* Supplied information
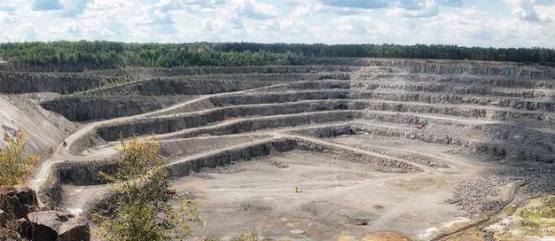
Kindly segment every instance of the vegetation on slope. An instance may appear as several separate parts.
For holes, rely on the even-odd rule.
[[[167,191],[165,159],[158,154],[154,136],[130,141],[121,137],[121,158],[114,174],[101,173],[113,182],[106,210],[91,214],[99,223],[97,236],[108,240],[170,240],[192,236],[189,223],[202,225],[195,205],[185,197]],[[181,200],[176,208],[172,201]]]
[[[33,155],[23,156],[27,135],[18,128],[13,136],[4,136],[7,144],[0,148],[0,240],[17,238],[20,229],[14,214],[11,213],[13,210],[7,199],[8,187],[25,183],[40,159]],[[7,223],[5,227],[4,223]]]

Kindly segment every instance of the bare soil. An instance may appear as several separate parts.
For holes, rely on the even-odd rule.
[[[17,122],[36,132],[33,146],[46,136],[46,158],[28,180],[38,190],[57,163],[113,158],[118,144],[109,130],[128,137],[156,129],[168,168],[186,170],[170,185],[192,192],[207,222],[196,229],[199,240],[241,233],[260,240],[487,240],[474,228],[507,206],[555,194],[551,72],[511,63],[355,62],[85,123],[62,122],[39,98],[2,97],[0,120],[6,131]],[[296,146],[280,152],[270,144],[277,140]],[[246,152],[253,155],[238,158]],[[199,159],[204,167],[181,167]],[[58,208],[82,214],[108,189],[59,183]]]

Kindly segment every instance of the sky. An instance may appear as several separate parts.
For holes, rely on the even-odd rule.
[[[0,43],[555,48],[555,0],[2,0]]]

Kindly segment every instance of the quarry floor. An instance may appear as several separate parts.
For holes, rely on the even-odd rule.
[[[379,144],[364,136],[326,141]],[[430,240],[470,222],[458,206],[445,202],[459,182],[505,167],[445,154],[448,150],[441,147],[422,150],[405,144],[387,149],[435,157],[434,161],[449,167],[386,174],[368,171],[362,163],[293,151],[204,170],[171,184],[197,196],[199,214],[207,222],[196,230],[199,237],[250,233],[260,240],[371,240],[371,234],[394,232]],[[506,190],[499,195],[509,196]]]
[[[150,113],[80,123],[79,126],[74,124],[66,131],[71,133],[67,134],[69,136],[64,139],[66,146],[60,144],[57,150],[52,150],[52,157],[44,160],[37,168],[34,180],[29,182],[30,186],[38,189],[48,176],[53,163],[65,160],[75,162],[98,160],[113,157],[116,153],[114,148],[118,146],[118,142],[108,142],[94,146],[79,146],[82,144],[82,142],[79,142],[80,139],[88,136],[87,135],[103,126],[135,123],[143,119],[164,120],[176,115],[184,118],[205,114],[215,110],[242,107],[246,110],[244,116],[227,117],[223,120],[207,121],[208,123],[194,128],[156,135],[157,139],[162,143],[165,151],[168,152],[166,154],[169,165],[190,161],[202,156],[215,156],[222,150],[243,148],[256,143],[280,138],[304,140],[312,144],[331,146],[335,150],[342,151],[318,152],[301,149],[289,152],[272,150],[267,156],[255,157],[250,160],[234,161],[231,165],[216,168],[203,168],[199,172],[188,173],[186,176],[172,179],[169,184],[176,188],[177,193],[191,192],[195,196],[198,214],[203,216],[207,222],[205,227],[195,229],[196,239],[203,240],[204,237],[215,235],[218,238],[229,240],[238,234],[248,233],[259,240],[407,240],[403,238],[410,240],[485,240],[483,237],[472,239],[450,235],[443,238],[443,235],[476,223],[480,219],[494,219],[499,215],[498,212],[478,214],[484,214],[481,217],[469,215],[463,208],[464,206],[449,202],[449,199],[453,198],[459,185],[465,182],[483,181],[491,174],[524,168],[504,165],[499,160],[486,161],[485,159],[481,159],[465,150],[465,148],[468,149],[468,146],[465,147],[463,142],[460,144],[454,144],[442,140],[472,139],[489,143],[495,140],[496,136],[490,134],[493,131],[486,134],[479,133],[476,130],[479,129],[477,127],[496,126],[500,121],[495,118],[457,115],[458,113],[473,113],[472,106],[481,111],[483,106],[478,105],[471,106],[457,103],[434,104],[413,101],[408,103],[412,103],[423,109],[403,107],[401,104],[407,102],[403,100],[406,97],[403,96],[403,92],[399,91],[398,89],[412,86],[416,89],[424,89],[426,86],[425,80],[417,80],[417,82],[412,79],[412,75],[405,76],[403,73],[397,77],[394,76],[395,78],[389,78],[387,74],[390,74],[387,72],[387,69],[374,67],[362,69],[358,74],[367,75],[360,77],[361,80],[356,79],[349,82],[349,88],[356,89],[349,90],[354,93],[353,103],[358,100],[356,98],[358,94],[370,91],[368,89],[371,89],[372,85],[392,85],[392,87],[382,87],[385,89],[383,91],[377,89],[379,91],[376,90],[376,93],[372,95],[377,97],[365,100],[371,104],[369,106],[382,107],[358,108],[354,104],[350,107],[343,106],[340,102],[343,97],[335,97],[337,99],[333,99],[334,96],[332,94],[335,93],[333,91],[339,91],[336,89],[345,81],[332,80],[330,84],[326,84],[326,81],[320,80],[200,95],[168,108]],[[387,77],[386,82],[381,81],[381,77],[374,76],[374,73],[383,74],[382,72],[386,73],[384,76]],[[354,74],[351,75],[356,77]],[[373,79],[374,77],[376,79]],[[437,78],[437,83],[434,84],[442,85],[443,82],[451,82],[451,80]],[[434,80],[432,79],[432,81]],[[302,87],[305,83],[308,87]],[[468,86],[473,89],[473,84],[469,83]],[[494,87],[496,88],[496,86]],[[305,97],[303,96],[305,92],[320,93],[322,96]],[[316,106],[317,102],[329,101],[333,104],[331,106],[336,107],[331,110],[326,108],[319,110],[315,107],[311,110],[283,113],[278,112],[280,109],[276,107],[283,104],[280,102],[281,98],[266,103],[270,97],[281,95],[286,97],[287,93],[297,95],[293,104],[299,106],[307,106],[301,105],[304,102],[313,103],[311,105]],[[392,94],[393,96],[389,97],[391,93],[395,95]],[[436,95],[435,92],[432,94],[430,95],[433,97]],[[241,95],[250,95],[252,99],[259,103],[246,101],[241,105],[233,104],[231,97]],[[437,95],[443,95],[443,93],[440,91]],[[380,96],[385,97],[383,104],[382,100],[378,98]],[[262,97],[257,99],[254,97]],[[387,97],[391,99],[387,99]],[[399,99],[393,98],[393,97],[399,97]],[[223,99],[230,97],[231,100],[227,104],[215,106],[215,105],[209,101],[211,97],[223,97]],[[462,97],[464,98],[461,99],[465,101],[475,98],[473,95],[462,95]],[[456,100],[454,97],[452,99]],[[492,105],[492,106],[487,105],[486,110],[495,113],[494,111],[500,109],[495,105],[497,104]],[[446,113],[453,113],[453,114],[425,112],[428,110],[427,107],[435,105],[443,106],[447,110]],[[309,105],[309,107],[310,106],[312,105]],[[187,108],[184,109],[184,107]],[[254,107],[256,107],[256,111],[252,111]],[[293,110],[293,107],[291,108]],[[518,113],[525,113],[509,107],[504,108],[504,110],[514,111]],[[263,110],[268,109],[274,110],[276,113],[264,113]],[[232,112],[230,111],[230,113]],[[359,115],[356,118],[346,118],[348,120],[332,120],[333,118],[340,119],[341,114],[348,113],[356,113]],[[538,113],[543,113],[543,111],[538,111]],[[546,115],[552,115],[551,113],[547,113]],[[322,121],[317,120],[326,114],[332,117]],[[385,116],[383,119],[377,118],[382,115]],[[285,119],[289,116],[304,117],[304,119]],[[403,120],[395,120],[403,116],[409,116],[405,117],[409,120],[403,122],[401,121]],[[279,127],[265,128],[264,125],[267,122],[262,120],[272,120],[270,119],[281,121]],[[309,120],[298,125],[297,123],[290,125],[288,122],[290,120]],[[417,125],[419,126],[417,128],[415,123],[423,123],[418,122],[418,120],[427,120],[426,121],[429,122],[426,122],[424,127]],[[535,121],[533,123],[538,122]],[[447,122],[449,124],[446,124]],[[350,135],[331,135],[333,137],[321,138],[311,136],[311,134],[317,132],[315,130],[311,133],[310,131],[314,128],[335,127],[346,123],[368,125],[369,132],[374,132],[372,134],[360,131]],[[505,128],[511,129],[518,127],[512,122],[505,121],[505,123],[509,124],[499,128],[505,130]],[[244,124],[244,128],[257,125],[259,128],[241,129],[241,124]],[[121,127],[123,126],[122,124]],[[530,126],[535,127],[532,124]],[[237,133],[228,134],[224,131],[226,129],[237,130]],[[215,134],[218,131],[222,133]],[[525,131],[529,132],[529,129]],[[546,128],[542,131],[547,133],[543,133],[547,136],[552,134],[553,128]],[[193,137],[182,136],[193,136],[192,133],[204,134],[196,135]],[[330,136],[324,131],[315,135],[317,134],[322,134],[322,136]],[[399,136],[402,134],[404,136]],[[506,136],[511,138],[513,136],[517,136],[508,134]],[[531,138],[534,137],[531,136]],[[509,141],[504,140],[504,142]],[[79,150],[81,153],[70,153],[74,150]],[[359,161],[356,159],[357,156],[353,156],[352,153],[400,160],[418,167],[418,171],[406,173],[384,171],[391,167],[379,170],[376,168],[376,165],[371,166],[362,159]],[[532,167],[530,172],[542,170],[542,167],[533,165],[530,166]],[[525,167],[528,170],[528,167]],[[551,166],[549,167],[555,170]],[[515,198],[518,198],[515,196],[519,194],[517,189],[522,185],[521,179],[508,178],[507,180],[509,181],[492,181],[495,183],[492,184],[494,190],[483,192],[495,193],[495,197],[487,198],[491,200],[501,200],[497,203],[501,204],[498,206],[501,209],[509,205],[514,205],[512,200],[518,199]],[[485,182],[488,180],[486,179]],[[462,193],[472,194],[473,189],[485,187],[485,185],[481,185],[465,186],[465,192]],[[551,186],[550,183],[547,185]],[[87,212],[95,199],[108,189],[108,185],[75,186],[64,183],[63,198],[58,204],[58,208],[82,214]],[[474,198],[476,197],[473,197]],[[479,203],[481,198],[483,197],[477,197],[475,202]],[[507,204],[504,204],[505,202]],[[489,225],[488,222],[486,224]],[[382,236],[377,238],[376,234]],[[516,237],[518,239],[515,240],[541,240],[540,237],[529,237],[526,235]]]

* Required work
Copy out the data from its beginning through the line containing "[[[0,43],[555,48],[555,0],[2,0]]]", keeping both ends and reproducing every line precisely. Leave the pictures out of your answer.

* Task answer
Kindly segment every instance of the vegetation on slope. An instance may appear as several separate parts.
For holes, rely on the even-odd rule.
[[[167,191],[165,159],[158,154],[154,136],[130,141],[121,137],[121,158],[114,174],[101,173],[113,182],[106,210],[91,214],[99,223],[97,236],[108,240],[170,240],[192,236],[189,223],[202,225],[195,205],[185,197]],[[181,200],[176,208],[172,201]]]
[[[33,155],[23,156],[27,135],[18,128],[13,136],[4,136],[7,144],[0,148],[0,240],[17,238],[20,229],[14,214],[11,213],[13,210],[7,199],[8,187],[25,183],[40,159]],[[7,223],[5,227],[4,223]]]

Kindly segment every instance of the bare soil. An instance may appear as several separate parts.
For holes, rely on the even-odd rule.
[[[17,122],[36,132],[33,146],[46,136],[46,158],[28,180],[38,190],[57,163],[113,158],[118,144],[109,130],[128,137],[156,129],[168,168],[186,170],[170,185],[192,192],[207,222],[196,229],[199,240],[241,233],[260,240],[487,240],[474,228],[507,206],[555,194],[551,72],[511,63],[355,62],[85,123],[62,122],[39,98],[2,97],[0,120],[6,131]],[[296,146],[280,152],[270,144],[277,140]],[[246,152],[253,155],[238,158]],[[199,159],[204,167],[181,167]],[[58,208],[82,214],[108,189],[59,183]]]

Kindly segment every instance of the sky. An instance may appear as several separate parts.
For holes, rely on the even-odd rule.
[[[0,43],[555,48],[555,0],[2,0]]]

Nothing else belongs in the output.